▸ **REQUEST 1**
Could you print the forum thread about calling ETN from Ontario word for word, in full?
▸ **REQUEST 2**
In the listing, could you change "pins a marker" to "drops a pin" in the lines running from the one with "the wooden slat" up to and including the one with "x=106, y=515", leaving everything else unchanged and giving back only those lines?

# calling ETN from Ontario



## Mr.Chips (May 23, 2008)

I have been trying without success to contact ETN using their toll free number 01 800 8000 that is given on their English site.I was able to contact ETN in Guadalajara but they did not have an English speaking operator.Any suggestions how I can get through to an English speaking operator at ETN.I wish to confirm a booking I made through their English website.Thanks.


----------



## seismeses (Oct 2, 2009)

Mr.Chips said:


> I have been trying without success to contact ETN using their toll free number 01 800 8000 that is given on their English site.I was able to contact ETN in Guadalajara but they did not have an English speaking operator.Any suggestions how I can get through to an English speaking operator at ETN.I wish to confirm a booking I made through their English website.Thanks.


I've not had luck getting an English-speaker on the phone, unfortunately. However, I've used the "live chat" option for help, which allows you to ask questions in real time, instant messenger style. It's still in Spanish, so you'd need some Spanish-language skill, but it gives you a little extra down time to consult your dictionary, and you don't have to struggle to understand quickly spoken Spanish.


----------



## Southbound (Sep 28, 2009)

*Dictionary.com Highly Recommended....*



seismeses said:


> I've not had luck getting an English-speaker on the phone, unfortunately. However, I've used the "live chat" option for help, which allows you to ask questions in real time, instant messenger style. It's still in Spanish, so you'd need some Spanish-language skill, but it gives you a little extra down time to consult your dictionary, and you don't have to struggle to understand quickly spoken Spanish.


If you happen to use a site with "Tabs" like Firefox it is possible to quickly switch between the dictionary.com Spanish full text translator and a "live" chat session in Spanish.
It is fast, and a tremendous help for many languages!
Give it a try.


----------

Dataset items
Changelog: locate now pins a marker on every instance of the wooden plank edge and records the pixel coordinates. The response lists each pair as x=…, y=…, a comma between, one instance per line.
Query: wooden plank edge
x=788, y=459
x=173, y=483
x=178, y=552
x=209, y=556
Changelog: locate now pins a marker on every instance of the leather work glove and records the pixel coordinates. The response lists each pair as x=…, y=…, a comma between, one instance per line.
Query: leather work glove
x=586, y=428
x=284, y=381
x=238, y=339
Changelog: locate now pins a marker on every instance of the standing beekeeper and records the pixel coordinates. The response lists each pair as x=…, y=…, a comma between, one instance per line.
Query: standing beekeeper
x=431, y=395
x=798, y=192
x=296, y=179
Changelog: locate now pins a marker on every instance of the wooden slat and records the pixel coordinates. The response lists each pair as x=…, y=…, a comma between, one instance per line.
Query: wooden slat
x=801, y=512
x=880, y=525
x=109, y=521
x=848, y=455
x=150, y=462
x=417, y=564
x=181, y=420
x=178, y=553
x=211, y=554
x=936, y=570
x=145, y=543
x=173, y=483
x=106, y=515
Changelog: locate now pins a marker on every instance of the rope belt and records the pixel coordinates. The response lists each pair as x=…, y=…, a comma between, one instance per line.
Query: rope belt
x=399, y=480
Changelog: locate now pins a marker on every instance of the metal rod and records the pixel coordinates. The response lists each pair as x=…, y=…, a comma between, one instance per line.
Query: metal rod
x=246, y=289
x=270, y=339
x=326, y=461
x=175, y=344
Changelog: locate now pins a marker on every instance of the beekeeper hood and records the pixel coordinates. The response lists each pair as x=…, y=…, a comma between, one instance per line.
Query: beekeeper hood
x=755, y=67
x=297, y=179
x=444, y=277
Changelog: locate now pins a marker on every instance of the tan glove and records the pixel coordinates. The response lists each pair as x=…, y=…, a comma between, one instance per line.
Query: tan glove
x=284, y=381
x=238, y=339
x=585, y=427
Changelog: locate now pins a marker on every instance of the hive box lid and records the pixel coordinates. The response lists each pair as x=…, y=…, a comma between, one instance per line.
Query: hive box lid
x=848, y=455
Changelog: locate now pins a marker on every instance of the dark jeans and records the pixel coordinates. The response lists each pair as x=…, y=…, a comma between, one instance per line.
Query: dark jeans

▸ **FULL ANSWER 1**
# calling ETN from Ontario



## Mr.Chips (May 23, 2008)

I have been trying without success to contact ETN using their toll free number 01 800 8000 that is given on their English site.I was able to contact ETN in Guadalajara but they did not have an English speaking operator.Any suggestions how I can get through to an English speaking operator at ETN.I wish to confirm a booking I made through their English website.Thanks.


----------



## seismeses (Oct 2, 2009)

Mr.Chips said:


> I have been trying without success to contact ETN using their toll free number 01 800 8000 that is given on their English site.I was able to contact ETN in Guadalajara but they did not have an English speaking operator.Any suggestions how I can get through to an English speaking operator at ETN.I wish to confirm a booking I made through their English website.Thanks.


I've not had luck getting an English-speaker on the phone, unfortunately. However, I've used the "live chat" option for help, which allows you to ask questions in real time, instant messenger style. It's still in Spanish, so you'd need some Spanish-language skill, but it gives you a little extra down time to consult your dictionary, and you don't have to struggle to understand quickly spoken Spanish.


----------



## Southbound (Sep 28, 2009)

*Dictionary.com Highly Recommended....*



seismeses said:


> I've not had luck getting an English-speaker on the phone, unfortunately. However, I've used the "live chat" option for help, which allows you to ask questions in real time, instant messenger style. It's still in Spanish, so you'd need some Spanish-language skill, but it gives you a little extra down time to consult your dictionary, and you don't have to struggle to understand quickly spoken Spanish.


If you happen to use a site with "Tabs" like Firefox it is possible to quickly switch between the dictionary.com Spanish full text translator and a "live" chat session in Spanish.
It is fast, and a tremendous help for many languages!
Give it a try.


----------

▸ **FULL ANSWER 2**
Changelog: locate now drops a pin on every instance of the wooden slat and records the pixel coordinates. The response lists each pair as x=…, y=…, a comma between, one instance per line.
Query: wooden slat
x=801, y=512
x=880, y=525
x=109, y=521
x=848, y=455
x=150, y=462
x=417, y=564
x=181, y=420
x=178, y=553
x=211, y=554
x=936, y=570
x=145, y=543
x=173, y=483
x=106, y=515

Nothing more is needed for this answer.